> What needs to be done: Retype only the lines at the head of the records, first through the one with "rough mask: <svg", exactly as written.

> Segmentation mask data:
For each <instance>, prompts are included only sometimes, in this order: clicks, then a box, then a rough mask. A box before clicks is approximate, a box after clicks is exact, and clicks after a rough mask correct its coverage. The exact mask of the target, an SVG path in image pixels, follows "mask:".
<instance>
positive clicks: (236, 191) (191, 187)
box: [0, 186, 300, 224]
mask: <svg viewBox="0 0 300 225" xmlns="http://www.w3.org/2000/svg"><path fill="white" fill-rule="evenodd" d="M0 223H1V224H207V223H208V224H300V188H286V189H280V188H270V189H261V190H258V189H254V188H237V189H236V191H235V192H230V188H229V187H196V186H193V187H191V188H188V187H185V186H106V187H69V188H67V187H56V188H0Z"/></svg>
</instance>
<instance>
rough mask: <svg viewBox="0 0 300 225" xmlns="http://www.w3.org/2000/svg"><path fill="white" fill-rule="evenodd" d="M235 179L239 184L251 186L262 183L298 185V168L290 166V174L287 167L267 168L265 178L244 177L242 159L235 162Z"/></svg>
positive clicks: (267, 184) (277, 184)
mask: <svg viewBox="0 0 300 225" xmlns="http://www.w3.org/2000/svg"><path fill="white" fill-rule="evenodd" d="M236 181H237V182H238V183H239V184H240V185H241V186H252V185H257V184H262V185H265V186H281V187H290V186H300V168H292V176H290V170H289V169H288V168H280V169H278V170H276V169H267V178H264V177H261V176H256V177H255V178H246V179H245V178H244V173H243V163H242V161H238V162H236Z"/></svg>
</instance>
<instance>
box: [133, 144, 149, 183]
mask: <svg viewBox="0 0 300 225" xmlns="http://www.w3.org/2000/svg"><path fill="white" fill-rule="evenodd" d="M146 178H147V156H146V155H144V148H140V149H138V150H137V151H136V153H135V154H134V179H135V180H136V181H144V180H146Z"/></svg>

> Result for this exercise:
For each <instance>, prompts are included only sometimes, in this order: clicks, then a box, then a rough mask. A box before clicks is approximate, a box after clicks is exact, and clicks after a rough mask correct its coverage. The exact mask of the target, an SVG path in image pixels, follows "mask:".
<instance>
positive clicks: (236, 191) (191, 187)
box: [0, 186, 300, 224]
mask: <svg viewBox="0 0 300 225" xmlns="http://www.w3.org/2000/svg"><path fill="white" fill-rule="evenodd" d="M0 223H1V224H207V223H208V224H300V188H286V189H280V188H270V189H261V190H258V189H254V188H237V189H236V191H235V192H230V188H229V187H196V186H193V187H191V188H188V187H185V186H106V187H69V188H67V187H56V188H0Z"/></svg>
</instance>
<instance>
rough mask: <svg viewBox="0 0 300 225" xmlns="http://www.w3.org/2000/svg"><path fill="white" fill-rule="evenodd" d="M235 179L239 184L251 186L262 183L298 185V168L290 166V174L287 167L267 168L265 178L244 177L242 159L235 162Z"/></svg>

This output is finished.